The expected output is the complete data, reproduced exactly.
*** Opening Material for this task ***
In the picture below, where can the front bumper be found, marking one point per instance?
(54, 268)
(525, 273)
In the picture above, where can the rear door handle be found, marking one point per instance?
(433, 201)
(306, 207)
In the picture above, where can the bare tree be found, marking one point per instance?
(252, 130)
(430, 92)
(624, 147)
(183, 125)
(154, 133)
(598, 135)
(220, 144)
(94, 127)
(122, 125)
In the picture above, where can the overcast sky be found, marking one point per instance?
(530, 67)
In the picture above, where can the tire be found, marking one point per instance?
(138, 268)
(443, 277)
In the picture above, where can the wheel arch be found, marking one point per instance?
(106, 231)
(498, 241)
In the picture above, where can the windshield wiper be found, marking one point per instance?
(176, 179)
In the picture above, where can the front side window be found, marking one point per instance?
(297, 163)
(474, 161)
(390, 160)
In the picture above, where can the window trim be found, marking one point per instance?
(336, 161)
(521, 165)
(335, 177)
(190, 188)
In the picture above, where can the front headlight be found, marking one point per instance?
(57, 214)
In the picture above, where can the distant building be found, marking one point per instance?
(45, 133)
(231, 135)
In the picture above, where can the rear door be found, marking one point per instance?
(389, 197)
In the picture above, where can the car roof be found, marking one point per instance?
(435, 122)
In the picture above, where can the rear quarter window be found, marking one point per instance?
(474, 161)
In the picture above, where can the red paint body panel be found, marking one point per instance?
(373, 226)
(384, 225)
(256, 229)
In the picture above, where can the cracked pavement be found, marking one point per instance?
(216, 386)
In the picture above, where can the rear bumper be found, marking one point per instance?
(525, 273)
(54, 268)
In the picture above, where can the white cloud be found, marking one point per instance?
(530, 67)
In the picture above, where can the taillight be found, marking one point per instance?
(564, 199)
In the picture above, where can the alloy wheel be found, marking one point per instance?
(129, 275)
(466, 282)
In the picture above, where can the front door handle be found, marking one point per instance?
*** Closing Material for this task ***
◆ **Answer for this exercise**
In the picture below, where can the front bumper be found, marking one point per instance?
(54, 268)
(525, 273)
In the picture above, where can the rear door handle be found, marking one point per instance?
(433, 201)
(306, 207)
In the picture above, where can the bare tree be found, marking one point per instance?
(252, 130)
(430, 92)
(624, 147)
(183, 125)
(154, 133)
(598, 135)
(220, 144)
(94, 127)
(122, 125)
In the picture above, where can the overcast sky be found, marking one point per instance?
(530, 67)
In the picture above, where can the tire be found, marking one point per instance?
(138, 268)
(443, 277)
In the picture above, where can the wheel arch be found, marking one point per instance?
(106, 231)
(498, 241)
In the picture above, where can the windshield wiper be found, marking one point per instance?
(176, 179)
In the picture above, where can the front side window be found, marking one point per instance?
(297, 163)
(474, 161)
(390, 160)
In the picture above, where can the window trim be found, marking one point per instance?
(336, 161)
(521, 165)
(335, 177)
(190, 188)
In the picture above, where can the front headlight be found, marking one point per instance?
(57, 214)
In the picture above, where can the distant building be found, marking one point per instance?
(45, 133)
(231, 135)
In the picture above, where can the rear door be found, marking one point per instance?
(389, 197)
In the picture above, where can the car roof be found, marking one point per instance?
(435, 122)
In the picture above, where can the rear quarter window be found, marking one point per instance?
(474, 161)
In the picture above, where can the red paint body panel be found, marking one point per instance?
(373, 226)
(384, 225)
(256, 229)
In the picture above, where can the cracked pavement be found, marking one point per instance?
(216, 386)
In the picture above, where can the rear bumper be found, marking one point per instance?
(525, 273)
(54, 268)
In the picture above, where can the white cloud be found, marking one point per instance?
(530, 67)
In the picture above, where can the taillight be found, marking one point per instance?
(564, 199)
In the picture above, where can the alloy wheel be found, marking one point per instance?
(129, 275)
(466, 282)
In the picture above, where can the front door handle be found, marking one point per instance?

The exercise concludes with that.